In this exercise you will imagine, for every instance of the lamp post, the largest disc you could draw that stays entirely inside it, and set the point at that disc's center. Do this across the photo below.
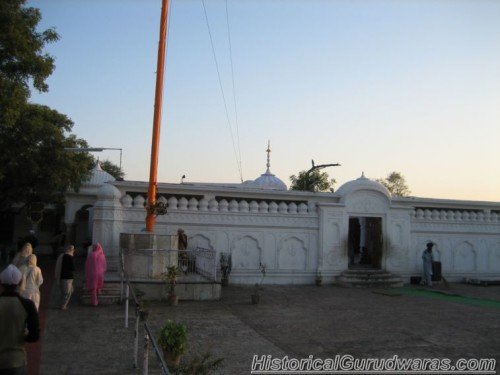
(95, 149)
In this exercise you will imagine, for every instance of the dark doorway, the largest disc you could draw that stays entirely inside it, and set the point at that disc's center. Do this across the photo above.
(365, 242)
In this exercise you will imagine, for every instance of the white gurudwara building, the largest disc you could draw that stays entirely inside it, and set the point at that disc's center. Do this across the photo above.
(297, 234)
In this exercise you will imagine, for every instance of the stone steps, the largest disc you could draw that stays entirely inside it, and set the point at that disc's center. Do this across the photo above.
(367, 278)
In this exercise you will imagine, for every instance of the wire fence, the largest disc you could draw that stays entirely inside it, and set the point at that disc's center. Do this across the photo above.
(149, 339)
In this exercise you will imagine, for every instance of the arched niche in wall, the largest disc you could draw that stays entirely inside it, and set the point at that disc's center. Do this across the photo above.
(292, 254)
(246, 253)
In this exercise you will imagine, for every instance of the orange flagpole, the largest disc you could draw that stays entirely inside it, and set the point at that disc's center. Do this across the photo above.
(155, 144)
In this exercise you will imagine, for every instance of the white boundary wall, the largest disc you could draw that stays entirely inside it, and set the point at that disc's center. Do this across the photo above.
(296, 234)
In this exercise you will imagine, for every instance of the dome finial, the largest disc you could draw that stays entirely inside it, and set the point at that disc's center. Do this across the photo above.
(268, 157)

::::::::

| TO BE DONE |
Please change every "disc" in the entries above to "circle" and reproduce them with everything else unchanged, leaving out the pictures.

| SOLUTION TO THE EXERCISE |
In this exercise you will imagine, for every instance of the lamp post, the largest circle you could draw that stays entirely inside it, and set the point at that circle's center. Do this across the photo below.
(95, 149)
In this exercise you will imagine, for every instance of the dark doorway, the largest circle you could draw that stays entirely inside it, and set the point at that circle's center. Do this across the photo above.
(365, 242)
In this exercise you will imagine, for every instance of the white gurudwara building, the largest circle you could draw that stays entirely inside it, and set the point at that circle's center. Do this across the photo above.
(297, 234)
In this exercise you will imagine, for every instance of the stone steps, the largest circle you could draw that stays entirely inside it, and set the point at that circle's center. Do this across the photo above.
(367, 278)
In this exercise you will imagine, for every instance of the wire fence, the largest circle you could draw that stays entirely inside it, and set the point at that circle's center. Do this across the photo above.
(149, 339)
In this exercise you will imagine, for every instance of the arched niche in wall, the largest circle you could draw that stays entirely inside it, and set the point at that circle's center. Do this across the photo above.
(292, 254)
(246, 253)
In this exercise you will imagine, for every instance of the orange flagpole, the largest circle you could draw that stays entirely inside it, and set the point at that circle's center. Do this across the photo above.
(155, 144)
In this exercise you will imagine, for every instance of the white boundary wall, the largest circle you could draw that stays entirely inside it, and set the point at that circle's center. Do this across the photo above.
(296, 234)
In this exercise you will imagine, for every instance of the dome finial, the largest circle you could draw that stays entirely inside it, and set the point at that circle's center. Do this across the photo above.
(268, 157)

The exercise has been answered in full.